--- Begin Record set ---

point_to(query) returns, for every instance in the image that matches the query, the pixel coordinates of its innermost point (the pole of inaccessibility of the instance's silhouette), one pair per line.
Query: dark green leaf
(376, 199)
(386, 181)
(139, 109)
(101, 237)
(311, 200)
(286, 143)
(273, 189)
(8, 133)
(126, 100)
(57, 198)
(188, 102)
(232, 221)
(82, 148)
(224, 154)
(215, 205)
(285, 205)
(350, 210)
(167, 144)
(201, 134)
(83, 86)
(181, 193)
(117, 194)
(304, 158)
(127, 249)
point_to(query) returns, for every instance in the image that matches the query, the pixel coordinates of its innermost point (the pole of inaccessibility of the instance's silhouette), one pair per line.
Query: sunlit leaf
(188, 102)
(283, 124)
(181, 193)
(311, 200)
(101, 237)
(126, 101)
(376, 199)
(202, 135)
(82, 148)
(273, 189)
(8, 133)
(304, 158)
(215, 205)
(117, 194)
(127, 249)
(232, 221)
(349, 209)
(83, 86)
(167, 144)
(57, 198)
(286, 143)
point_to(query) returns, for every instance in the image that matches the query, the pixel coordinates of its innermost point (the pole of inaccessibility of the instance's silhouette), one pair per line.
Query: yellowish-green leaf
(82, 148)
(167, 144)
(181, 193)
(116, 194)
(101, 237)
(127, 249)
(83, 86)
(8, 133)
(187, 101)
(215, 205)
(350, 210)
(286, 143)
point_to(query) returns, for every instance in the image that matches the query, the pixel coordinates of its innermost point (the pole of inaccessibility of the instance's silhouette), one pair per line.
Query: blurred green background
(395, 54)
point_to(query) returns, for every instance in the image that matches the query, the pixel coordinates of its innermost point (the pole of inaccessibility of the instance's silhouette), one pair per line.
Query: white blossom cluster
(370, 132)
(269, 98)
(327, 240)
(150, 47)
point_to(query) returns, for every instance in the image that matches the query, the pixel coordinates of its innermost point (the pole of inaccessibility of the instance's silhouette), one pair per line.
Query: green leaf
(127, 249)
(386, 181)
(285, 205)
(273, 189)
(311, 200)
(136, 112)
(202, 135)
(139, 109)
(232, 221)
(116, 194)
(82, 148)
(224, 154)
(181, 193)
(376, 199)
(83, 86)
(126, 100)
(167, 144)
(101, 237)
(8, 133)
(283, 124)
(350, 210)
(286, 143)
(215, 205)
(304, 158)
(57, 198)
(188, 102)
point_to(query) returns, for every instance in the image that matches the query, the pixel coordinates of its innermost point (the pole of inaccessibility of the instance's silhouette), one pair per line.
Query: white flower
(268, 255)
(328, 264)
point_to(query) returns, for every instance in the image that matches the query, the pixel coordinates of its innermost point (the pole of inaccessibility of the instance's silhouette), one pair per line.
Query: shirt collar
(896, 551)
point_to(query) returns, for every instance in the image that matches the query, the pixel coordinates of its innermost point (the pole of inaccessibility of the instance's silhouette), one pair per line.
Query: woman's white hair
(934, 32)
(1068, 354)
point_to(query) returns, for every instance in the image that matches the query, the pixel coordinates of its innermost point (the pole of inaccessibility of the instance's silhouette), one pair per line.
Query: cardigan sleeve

--- End Record set ---

Exercise instructions: Copy out the whole listing exactly.

Solved exercise:
point_to(query) returns, for every instance in the image that matches the query, the pixel coordinates of its innermost point (the pole of inaccessibility of the instance's silhouette), one pair per line.
Query: dark green leaf
(376, 199)
(386, 181)
(139, 109)
(101, 237)
(311, 200)
(286, 143)
(273, 189)
(8, 133)
(126, 100)
(57, 198)
(188, 102)
(232, 221)
(82, 148)
(224, 154)
(215, 205)
(285, 205)
(350, 210)
(167, 144)
(201, 134)
(83, 86)
(181, 193)
(117, 194)
(304, 158)
(127, 249)
point_to(query) returns, for every instance in the image that matches the query, the pixel coordinates of its innermost point (the pole of inaccessibility of the instance's silhouette), one pair per line.
Query: sunlit leaf
(188, 102)
(283, 124)
(181, 193)
(311, 200)
(101, 237)
(126, 101)
(376, 199)
(202, 135)
(82, 148)
(273, 189)
(8, 133)
(304, 158)
(215, 205)
(117, 194)
(127, 249)
(232, 221)
(349, 209)
(83, 86)
(167, 144)
(57, 198)
(286, 143)
point_to(query) returns, for every instance in the image that matches the query, the pixel coordinates of its innermost point (the pole of inaccessibility of the instance's silhouette), one pair per line.
Query: yellowish-green leaf
(82, 148)
(167, 144)
(181, 193)
(116, 194)
(101, 237)
(127, 249)
(83, 86)
(8, 133)
(187, 101)
(215, 205)
(350, 210)
(286, 143)
point_to(query) returns, for every instance in the image that matches the query, the pixel coordinates of its innermost point (the pole of inaccessibility of the instance's silhouette), one pair per line.
Query: blurred green background
(395, 54)
point_to(query) returns, for every instance in the image that matches the query, the pixel coordinates of its innermost point (the pole of inaccessibility of the instance's silhouette), one pair per line.
Query: white blossom cluster
(370, 132)
(269, 98)
(327, 240)
(150, 47)
point_to(query) returns, for every instance in the image that matches the query, the pixel coordinates of its innermost point (the pole of inaccessibility of the instance's silhouette), one pair per line.
Query: green leaf
(127, 249)
(386, 181)
(285, 205)
(273, 189)
(311, 200)
(136, 112)
(202, 135)
(139, 109)
(232, 221)
(116, 194)
(82, 148)
(224, 154)
(181, 193)
(376, 199)
(83, 86)
(126, 100)
(167, 144)
(101, 237)
(8, 133)
(283, 124)
(350, 210)
(286, 143)
(215, 205)
(304, 158)
(57, 198)
(188, 102)
point_to(query) returns, for every instance in the image that matches the query, the pixel coordinates of its innermost point (the pole of inaccessibility of the instance's silhouette), one pair per line.
Query: white flower
(268, 255)
(328, 264)
point_to(query) returns, for every instance in the image that matches the query, the pixel coordinates of its innermost point (the pole of inaccessibility of the instance's silhouette), one pair per line.
Query: shirt collar
(896, 551)
point_to(query) returns, for every instance in the image that matches the query, the pixel coordinates of its innermost point (the pole of inaccessibility of the instance's silhouette), one pair per line.
Query: woman's white hair
(934, 32)
(1068, 354)
point_to(query) returns, for every instance in the image that matches the query, the pixel coordinates of its innermost point (the pole of inaccessibility of the instance's silhouette), one pair per line.
Query: cardigan sleeve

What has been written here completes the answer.